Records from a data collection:
════════════════
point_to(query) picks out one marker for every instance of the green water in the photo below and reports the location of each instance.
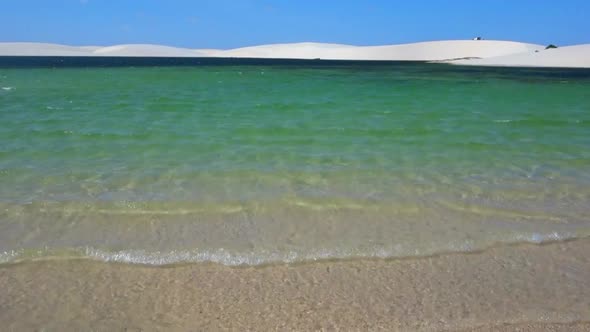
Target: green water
(262, 164)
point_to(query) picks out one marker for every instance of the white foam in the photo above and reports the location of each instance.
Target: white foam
(264, 257)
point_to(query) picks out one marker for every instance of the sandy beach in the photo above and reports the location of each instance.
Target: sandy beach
(513, 288)
(460, 52)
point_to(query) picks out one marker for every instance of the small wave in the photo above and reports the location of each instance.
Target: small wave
(229, 258)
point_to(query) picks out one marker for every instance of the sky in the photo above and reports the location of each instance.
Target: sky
(236, 23)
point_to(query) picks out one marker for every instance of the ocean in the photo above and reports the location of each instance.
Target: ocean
(255, 162)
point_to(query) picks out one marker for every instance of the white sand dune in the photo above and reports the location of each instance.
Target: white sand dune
(462, 52)
(569, 56)
(426, 51)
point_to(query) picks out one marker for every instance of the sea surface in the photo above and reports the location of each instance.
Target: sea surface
(260, 162)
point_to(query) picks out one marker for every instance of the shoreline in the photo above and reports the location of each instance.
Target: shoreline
(457, 52)
(512, 287)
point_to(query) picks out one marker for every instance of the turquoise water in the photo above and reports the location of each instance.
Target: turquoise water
(264, 164)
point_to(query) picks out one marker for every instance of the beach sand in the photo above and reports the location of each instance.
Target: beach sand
(460, 52)
(510, 288)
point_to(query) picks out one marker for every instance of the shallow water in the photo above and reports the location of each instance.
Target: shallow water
(284, 163)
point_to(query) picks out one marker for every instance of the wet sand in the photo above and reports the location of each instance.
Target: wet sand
(512, 288)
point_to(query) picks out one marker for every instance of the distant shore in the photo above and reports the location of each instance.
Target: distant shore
(461, 52)
(522, 287)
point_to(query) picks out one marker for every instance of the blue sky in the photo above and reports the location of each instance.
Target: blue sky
(235, 23)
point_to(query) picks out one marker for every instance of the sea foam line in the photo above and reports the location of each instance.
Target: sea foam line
(264, 257)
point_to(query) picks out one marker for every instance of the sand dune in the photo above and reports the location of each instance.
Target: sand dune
(570, 56)
(463, 52)
(426, 51)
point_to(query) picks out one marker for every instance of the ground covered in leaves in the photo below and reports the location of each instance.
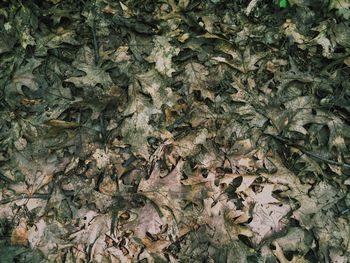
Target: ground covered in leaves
(174, 131)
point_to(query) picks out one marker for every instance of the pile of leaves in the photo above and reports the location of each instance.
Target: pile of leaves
(174, 131)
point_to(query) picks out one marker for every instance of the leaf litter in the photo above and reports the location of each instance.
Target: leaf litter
(174, 131)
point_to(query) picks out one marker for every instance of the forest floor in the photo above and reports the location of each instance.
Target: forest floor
(174, 131)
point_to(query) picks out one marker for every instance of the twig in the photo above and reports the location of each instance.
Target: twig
(94, 37)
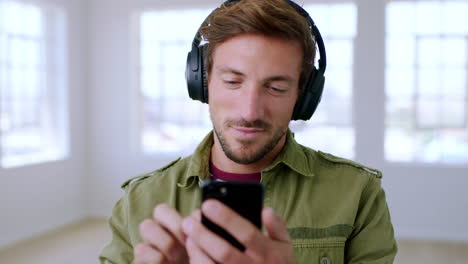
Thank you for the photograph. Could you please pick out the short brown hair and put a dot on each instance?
(273, 18)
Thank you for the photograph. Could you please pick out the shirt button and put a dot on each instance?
(325, 260)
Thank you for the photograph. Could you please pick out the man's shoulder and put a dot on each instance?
(173, 169)
(336, 162)
(330, 163)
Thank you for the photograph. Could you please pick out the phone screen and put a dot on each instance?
(246, 198)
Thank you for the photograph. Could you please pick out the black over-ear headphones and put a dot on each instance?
(195, 72)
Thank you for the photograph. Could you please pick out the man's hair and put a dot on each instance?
(272, 18)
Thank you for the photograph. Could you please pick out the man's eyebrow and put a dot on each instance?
(284, 78)
(226, 69)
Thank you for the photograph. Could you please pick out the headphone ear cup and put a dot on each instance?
(195, 75)
(310, 96)
(204, 75)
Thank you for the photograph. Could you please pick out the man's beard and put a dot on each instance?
(258, 154)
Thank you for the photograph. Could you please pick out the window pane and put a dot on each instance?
(32, 125)
(427, 102)
(163, 55)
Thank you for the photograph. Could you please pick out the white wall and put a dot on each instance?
(39, 198)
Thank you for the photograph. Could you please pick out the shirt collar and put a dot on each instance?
(292, 155)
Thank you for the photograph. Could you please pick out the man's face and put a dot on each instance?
(253, 87)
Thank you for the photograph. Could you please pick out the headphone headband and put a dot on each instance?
(309, 99)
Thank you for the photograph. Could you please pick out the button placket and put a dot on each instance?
(325, 260)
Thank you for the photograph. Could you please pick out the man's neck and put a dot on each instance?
(221, 161)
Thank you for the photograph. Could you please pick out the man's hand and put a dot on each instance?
(204, 246)
(164, 241)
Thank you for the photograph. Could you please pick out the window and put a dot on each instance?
(330, 129)
(170, 121)
(426, 82)
(32, 82)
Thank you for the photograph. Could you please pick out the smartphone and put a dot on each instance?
(246, 198)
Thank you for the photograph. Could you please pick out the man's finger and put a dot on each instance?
(214, 246)
(195, 253)
(146, 254)
(275, 225)
(170, 219)
(197, 215)
(156, 236)
(240, 228)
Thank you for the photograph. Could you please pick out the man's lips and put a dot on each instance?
(247, 133)
(248, 129)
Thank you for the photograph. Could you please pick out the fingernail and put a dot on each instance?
(176, 254)
(187, 225)
(210, 206)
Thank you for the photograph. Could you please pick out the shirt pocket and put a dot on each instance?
(319, 251)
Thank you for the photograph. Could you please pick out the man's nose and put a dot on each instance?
(252, 103)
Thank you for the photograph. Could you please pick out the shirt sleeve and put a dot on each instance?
(119, 250)
(372, 240)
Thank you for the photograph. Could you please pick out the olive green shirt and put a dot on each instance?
(335, 209)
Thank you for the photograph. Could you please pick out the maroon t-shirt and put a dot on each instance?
(219, 175)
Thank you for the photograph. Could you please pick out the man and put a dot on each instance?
(317, 208)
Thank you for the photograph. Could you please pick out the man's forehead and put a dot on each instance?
(221, 69)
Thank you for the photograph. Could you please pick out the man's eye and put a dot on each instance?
(230, 82)
(277, 90)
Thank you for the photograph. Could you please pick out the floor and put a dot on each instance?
(81, 242)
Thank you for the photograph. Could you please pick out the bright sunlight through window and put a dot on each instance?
(32, 83)
(426, 82)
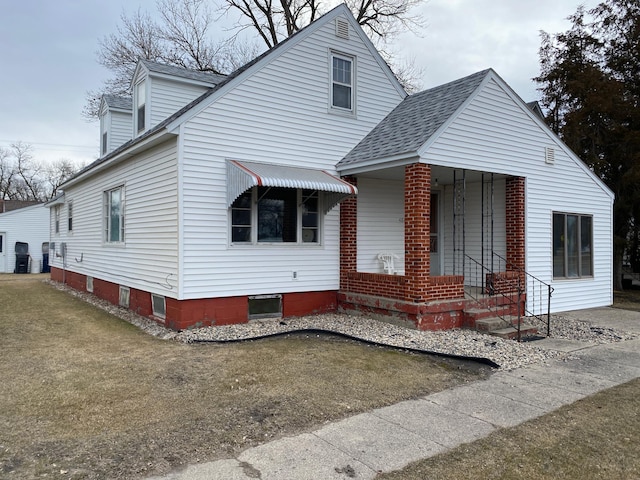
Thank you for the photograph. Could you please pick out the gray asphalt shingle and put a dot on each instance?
(413, 121)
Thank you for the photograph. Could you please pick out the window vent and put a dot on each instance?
(549, 155)
(342, 28)
(124, 297)
(265, 306)
(159, 306)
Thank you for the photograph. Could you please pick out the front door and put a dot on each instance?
(3, 253)
(435, 235)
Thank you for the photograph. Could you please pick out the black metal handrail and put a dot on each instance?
(538, 293)
(482, 280)
(495, 280)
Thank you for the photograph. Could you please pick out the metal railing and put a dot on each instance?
(504, 279)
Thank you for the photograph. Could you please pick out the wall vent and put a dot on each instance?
(123, 300)
(159, 306)
(549, 155)
(342, 28)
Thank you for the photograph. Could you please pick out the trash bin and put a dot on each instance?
(22, 257)
(45, 258)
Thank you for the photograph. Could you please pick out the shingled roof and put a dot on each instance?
(413, 121)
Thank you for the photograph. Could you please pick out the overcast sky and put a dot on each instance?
(48, 58)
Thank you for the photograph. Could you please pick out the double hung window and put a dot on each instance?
(342, 82)
(56, 213)
(141, 98)
(114, 215)
(572, 245)
(276, 215)
(70, 217)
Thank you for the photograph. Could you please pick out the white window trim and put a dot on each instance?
(254, 222)
(340, 110)
(106, 217)
(137, 129)
(157, 313)
(580, 275)
(70, 217)
(56, 219)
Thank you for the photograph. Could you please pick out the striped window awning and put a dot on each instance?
(241, 176)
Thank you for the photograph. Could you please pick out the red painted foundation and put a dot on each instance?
(203, 312)
(435, 315)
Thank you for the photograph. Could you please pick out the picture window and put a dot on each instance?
(572, 245)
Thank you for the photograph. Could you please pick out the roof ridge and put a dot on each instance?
(413, 122)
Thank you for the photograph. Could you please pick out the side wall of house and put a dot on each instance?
(494, 133)
(278, 115)
(148, 258)
(168, 96)
(29, 225)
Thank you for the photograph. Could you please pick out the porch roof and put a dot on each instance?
(410, 125)
(241, 176)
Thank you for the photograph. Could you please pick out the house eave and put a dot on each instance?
(379, 164)
(153, 140)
════════════════
Transcribe exactly the line containing "ridge and put a dot on each instance?" and all remaining lines of the material, ending with the last one.

Thank you for the photograph. Could you please pick out the roof ridge and put a dot on each instance?
(413, 122)
Thank you for the photograph. Could you please pick out the side wall of house and put a dot on each instance?
(494, 133)
(278, 115)
(148, 258)
(168, 96)
(29, 225)
Thank you for the photograph. Could you please pick out the porch roof and put a dot on each instance?
(410, 125)
(241, 176)
Thank you for the photograph. Could you please pick out the house eave and put a dot on each instance?
(379, 164)
(153, 140)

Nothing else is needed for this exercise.